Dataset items
==================================================
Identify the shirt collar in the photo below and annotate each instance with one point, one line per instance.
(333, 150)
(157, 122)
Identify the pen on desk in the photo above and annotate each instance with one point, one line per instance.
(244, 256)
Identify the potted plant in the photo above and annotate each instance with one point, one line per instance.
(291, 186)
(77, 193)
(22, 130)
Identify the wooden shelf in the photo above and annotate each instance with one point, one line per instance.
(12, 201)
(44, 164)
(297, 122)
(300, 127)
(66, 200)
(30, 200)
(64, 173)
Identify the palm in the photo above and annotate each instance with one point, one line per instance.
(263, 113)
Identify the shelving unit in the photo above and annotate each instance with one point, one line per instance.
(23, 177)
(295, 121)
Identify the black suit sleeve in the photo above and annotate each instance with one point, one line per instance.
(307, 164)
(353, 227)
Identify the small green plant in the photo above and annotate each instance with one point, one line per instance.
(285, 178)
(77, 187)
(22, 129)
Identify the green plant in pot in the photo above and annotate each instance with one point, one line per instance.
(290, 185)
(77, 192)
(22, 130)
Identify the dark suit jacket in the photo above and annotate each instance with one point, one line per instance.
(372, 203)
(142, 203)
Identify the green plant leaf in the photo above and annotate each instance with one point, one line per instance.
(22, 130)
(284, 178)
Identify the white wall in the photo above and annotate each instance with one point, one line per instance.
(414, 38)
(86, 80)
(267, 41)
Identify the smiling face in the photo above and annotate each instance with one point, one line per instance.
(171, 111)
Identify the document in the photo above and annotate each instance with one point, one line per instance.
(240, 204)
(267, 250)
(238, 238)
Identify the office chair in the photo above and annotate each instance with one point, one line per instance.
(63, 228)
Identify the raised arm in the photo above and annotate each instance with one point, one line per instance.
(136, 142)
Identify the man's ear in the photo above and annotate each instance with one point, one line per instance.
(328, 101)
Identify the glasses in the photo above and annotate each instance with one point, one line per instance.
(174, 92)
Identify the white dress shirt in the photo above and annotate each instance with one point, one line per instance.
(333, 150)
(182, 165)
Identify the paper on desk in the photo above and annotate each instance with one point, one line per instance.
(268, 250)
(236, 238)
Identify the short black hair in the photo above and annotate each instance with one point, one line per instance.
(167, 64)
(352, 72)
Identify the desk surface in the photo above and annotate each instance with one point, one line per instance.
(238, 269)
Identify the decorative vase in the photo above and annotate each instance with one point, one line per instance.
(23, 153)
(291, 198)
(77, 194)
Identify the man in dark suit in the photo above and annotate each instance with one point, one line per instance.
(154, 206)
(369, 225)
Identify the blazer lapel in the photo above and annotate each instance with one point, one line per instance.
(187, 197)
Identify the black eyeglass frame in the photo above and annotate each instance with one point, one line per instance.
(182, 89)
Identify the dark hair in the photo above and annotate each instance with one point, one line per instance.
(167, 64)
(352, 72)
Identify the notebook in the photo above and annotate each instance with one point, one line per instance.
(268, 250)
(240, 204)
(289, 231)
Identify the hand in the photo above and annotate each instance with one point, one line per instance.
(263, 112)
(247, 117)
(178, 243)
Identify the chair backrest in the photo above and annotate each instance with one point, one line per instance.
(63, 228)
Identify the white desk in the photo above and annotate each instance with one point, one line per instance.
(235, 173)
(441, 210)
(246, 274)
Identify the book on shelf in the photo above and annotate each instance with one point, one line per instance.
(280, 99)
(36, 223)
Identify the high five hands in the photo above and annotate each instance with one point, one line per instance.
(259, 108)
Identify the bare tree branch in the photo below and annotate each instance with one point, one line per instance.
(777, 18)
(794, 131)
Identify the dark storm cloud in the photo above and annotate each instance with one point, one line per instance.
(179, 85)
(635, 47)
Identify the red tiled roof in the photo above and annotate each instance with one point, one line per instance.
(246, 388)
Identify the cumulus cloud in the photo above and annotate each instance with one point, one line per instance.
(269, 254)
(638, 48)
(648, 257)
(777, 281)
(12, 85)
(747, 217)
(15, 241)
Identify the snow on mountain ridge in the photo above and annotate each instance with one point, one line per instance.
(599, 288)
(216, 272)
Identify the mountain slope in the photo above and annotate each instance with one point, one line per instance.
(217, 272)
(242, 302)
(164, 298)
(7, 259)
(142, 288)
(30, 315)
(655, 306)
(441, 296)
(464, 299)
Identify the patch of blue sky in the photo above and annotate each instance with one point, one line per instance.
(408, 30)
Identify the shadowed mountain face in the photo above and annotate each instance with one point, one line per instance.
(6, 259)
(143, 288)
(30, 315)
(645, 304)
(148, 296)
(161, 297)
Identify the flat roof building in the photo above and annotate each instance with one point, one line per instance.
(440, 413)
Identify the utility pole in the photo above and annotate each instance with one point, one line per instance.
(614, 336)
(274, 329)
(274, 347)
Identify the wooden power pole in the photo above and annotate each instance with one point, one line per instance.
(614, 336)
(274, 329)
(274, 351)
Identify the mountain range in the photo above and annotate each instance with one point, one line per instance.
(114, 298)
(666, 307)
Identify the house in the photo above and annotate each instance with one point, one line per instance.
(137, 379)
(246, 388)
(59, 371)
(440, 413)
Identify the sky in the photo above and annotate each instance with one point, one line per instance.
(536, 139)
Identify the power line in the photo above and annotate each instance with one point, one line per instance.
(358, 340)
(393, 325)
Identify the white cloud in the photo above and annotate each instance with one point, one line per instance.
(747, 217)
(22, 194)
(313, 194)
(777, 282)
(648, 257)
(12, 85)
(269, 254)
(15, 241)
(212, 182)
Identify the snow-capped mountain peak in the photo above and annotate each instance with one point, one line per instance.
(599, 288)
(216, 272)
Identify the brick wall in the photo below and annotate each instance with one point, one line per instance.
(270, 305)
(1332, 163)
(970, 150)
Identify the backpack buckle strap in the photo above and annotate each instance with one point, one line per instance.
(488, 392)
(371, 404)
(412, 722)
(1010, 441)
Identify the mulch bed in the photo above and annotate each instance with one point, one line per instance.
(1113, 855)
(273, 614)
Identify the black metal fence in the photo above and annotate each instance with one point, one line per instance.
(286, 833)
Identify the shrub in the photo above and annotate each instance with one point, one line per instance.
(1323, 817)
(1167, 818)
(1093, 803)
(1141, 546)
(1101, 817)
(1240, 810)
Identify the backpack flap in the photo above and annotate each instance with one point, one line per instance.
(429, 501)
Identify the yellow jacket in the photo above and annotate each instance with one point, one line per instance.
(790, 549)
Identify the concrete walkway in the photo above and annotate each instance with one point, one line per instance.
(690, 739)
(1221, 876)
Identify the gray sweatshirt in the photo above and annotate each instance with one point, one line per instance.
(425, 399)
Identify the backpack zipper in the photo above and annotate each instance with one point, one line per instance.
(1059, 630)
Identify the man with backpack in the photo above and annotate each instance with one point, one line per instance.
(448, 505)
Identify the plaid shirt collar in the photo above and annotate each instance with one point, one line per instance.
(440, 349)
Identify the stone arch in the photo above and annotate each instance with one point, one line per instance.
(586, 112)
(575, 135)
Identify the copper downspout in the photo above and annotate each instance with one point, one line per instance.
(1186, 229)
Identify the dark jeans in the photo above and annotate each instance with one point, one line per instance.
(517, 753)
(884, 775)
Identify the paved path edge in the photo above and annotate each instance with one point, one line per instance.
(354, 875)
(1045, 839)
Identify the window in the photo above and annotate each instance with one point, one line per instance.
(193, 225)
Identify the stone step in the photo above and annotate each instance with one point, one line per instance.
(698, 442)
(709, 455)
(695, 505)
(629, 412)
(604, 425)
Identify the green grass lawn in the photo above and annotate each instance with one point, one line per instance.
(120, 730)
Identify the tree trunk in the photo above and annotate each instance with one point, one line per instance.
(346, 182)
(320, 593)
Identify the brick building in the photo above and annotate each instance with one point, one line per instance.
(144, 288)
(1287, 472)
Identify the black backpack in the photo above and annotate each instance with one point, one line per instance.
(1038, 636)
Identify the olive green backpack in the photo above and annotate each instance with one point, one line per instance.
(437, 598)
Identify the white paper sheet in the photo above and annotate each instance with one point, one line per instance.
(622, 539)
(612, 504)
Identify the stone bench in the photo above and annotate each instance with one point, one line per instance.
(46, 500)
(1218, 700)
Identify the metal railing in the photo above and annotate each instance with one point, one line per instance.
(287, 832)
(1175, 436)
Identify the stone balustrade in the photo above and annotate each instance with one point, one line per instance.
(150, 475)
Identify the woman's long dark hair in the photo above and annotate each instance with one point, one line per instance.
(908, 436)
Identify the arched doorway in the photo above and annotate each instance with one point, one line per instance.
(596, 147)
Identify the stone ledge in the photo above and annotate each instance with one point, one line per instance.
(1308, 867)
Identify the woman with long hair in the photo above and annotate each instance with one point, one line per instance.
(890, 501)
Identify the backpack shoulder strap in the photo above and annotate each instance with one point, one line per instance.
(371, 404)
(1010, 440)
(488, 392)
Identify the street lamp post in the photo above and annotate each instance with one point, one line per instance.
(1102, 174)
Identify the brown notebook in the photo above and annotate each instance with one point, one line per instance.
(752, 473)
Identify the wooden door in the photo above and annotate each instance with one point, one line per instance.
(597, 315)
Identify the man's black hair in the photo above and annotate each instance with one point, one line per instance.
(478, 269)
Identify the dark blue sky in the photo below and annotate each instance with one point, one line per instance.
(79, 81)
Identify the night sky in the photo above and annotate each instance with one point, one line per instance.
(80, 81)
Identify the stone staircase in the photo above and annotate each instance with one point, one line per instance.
==================================================
### What the task asks
Please set down exactly the lines running from the one with "Identify the woman's" to the last line of the entries above, both of them included, and no others.

### Reply
Identify the woman's long dark hair in the photo above and annotate each instance with one point, one line per instance.
(908, 436)
Identify the arched doorway in the photo above and annotate each instance with one point, one line per instance.
(596, 147)
Identify the stone ledge in the photo above and annotate each instance with one point, one line per instance.
(1308, 867)
Identify the woman with long hair in the photo above and annotate each instance with one point, one line per instance.
(890, 501)
Identify the backpack shoulder strap in the photo above and annotate each instance with one point, one line per instance.
(371, 404)
(1010, 440)
(488, 392)
Identify the street lamp post in the photo above and annotate each instance with one point, one line per instance.
(1102, 174)
Identify the brown notebook in the photo above and annotate each instance with one point, one line per instance.
(752, 473)
Identify the wooden door in the photo above and annotate each instance with one point, one line per instance.
(597, 315)
Identify the man's black hair in the photo above and annotate each instance with one point, one line per instance.
(478, 269)
Identify the dark blue sky in the photo below and annotate each instance with one point, one line per instance.
(79, 81)
Identify the night sky in the photo above and annotate each instance with one point, one line per instance.
(80, 81)
Identify the stone staircase in the photo above and annotate each instance with one point, one line per instance.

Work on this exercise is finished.